_ABOUT THIS EXERCISE:_ Set out exactly, line by line, the stretch of data below that begins at the line containing "the low cloud" and ends at the line containing "of the wispy", with both ends kept.

[Saved entries]
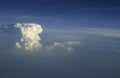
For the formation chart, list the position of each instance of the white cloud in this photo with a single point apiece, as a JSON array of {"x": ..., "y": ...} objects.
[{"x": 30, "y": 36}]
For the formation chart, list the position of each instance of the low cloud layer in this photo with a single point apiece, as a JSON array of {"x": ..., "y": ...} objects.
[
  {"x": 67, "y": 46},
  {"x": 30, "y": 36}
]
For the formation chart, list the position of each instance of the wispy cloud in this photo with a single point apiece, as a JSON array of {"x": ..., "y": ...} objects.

---

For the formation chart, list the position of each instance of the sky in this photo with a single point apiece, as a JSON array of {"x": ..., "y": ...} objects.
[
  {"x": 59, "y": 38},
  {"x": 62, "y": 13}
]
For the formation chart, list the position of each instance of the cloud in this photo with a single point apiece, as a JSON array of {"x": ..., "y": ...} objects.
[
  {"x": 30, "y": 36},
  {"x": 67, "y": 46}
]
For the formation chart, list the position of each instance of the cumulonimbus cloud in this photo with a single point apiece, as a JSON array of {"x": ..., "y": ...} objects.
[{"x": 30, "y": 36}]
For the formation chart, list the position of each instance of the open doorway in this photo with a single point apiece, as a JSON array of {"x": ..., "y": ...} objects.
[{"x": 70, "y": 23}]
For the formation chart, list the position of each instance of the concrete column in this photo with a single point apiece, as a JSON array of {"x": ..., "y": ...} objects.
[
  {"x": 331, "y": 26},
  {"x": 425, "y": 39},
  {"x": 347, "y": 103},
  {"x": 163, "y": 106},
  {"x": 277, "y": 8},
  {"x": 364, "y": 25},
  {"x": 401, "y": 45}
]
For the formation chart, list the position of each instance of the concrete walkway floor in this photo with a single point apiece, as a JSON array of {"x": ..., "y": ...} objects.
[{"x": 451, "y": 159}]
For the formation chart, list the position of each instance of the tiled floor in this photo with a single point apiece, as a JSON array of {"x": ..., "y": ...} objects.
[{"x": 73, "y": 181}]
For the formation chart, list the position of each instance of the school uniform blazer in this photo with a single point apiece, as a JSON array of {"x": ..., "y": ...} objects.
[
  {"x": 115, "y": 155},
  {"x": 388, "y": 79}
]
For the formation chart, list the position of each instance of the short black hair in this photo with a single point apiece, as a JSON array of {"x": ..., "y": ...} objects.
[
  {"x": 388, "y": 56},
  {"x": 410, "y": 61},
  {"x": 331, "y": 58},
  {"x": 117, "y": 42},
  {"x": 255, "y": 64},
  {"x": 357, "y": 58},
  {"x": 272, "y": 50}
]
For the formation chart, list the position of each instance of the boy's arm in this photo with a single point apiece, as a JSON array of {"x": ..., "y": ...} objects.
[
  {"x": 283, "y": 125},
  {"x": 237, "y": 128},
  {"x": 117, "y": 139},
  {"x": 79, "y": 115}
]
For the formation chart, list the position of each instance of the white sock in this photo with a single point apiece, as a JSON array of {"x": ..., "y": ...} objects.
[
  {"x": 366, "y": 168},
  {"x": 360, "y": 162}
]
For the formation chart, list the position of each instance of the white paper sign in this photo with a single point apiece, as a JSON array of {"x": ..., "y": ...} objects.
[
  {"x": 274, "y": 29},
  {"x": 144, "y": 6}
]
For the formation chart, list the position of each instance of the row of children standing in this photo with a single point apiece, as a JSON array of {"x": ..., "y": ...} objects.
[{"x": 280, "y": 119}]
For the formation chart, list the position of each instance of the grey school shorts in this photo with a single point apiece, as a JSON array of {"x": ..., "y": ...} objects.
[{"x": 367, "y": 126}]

_SOLUTION BELOW:_
For the formation chart, list the position of each instance of the low cloud layer in this photo with a single point apiece, as a JSON array of {"x": ..., "y": ...} objects.
[
  {"x": 67, "y": 46},
  {"x": 30, "y": 36}
]
For the formation chart, list the position of each instance of the wispy cloud in this photo with a single point apiece, as a JSON array of {"x": ..., "y": ...} objects.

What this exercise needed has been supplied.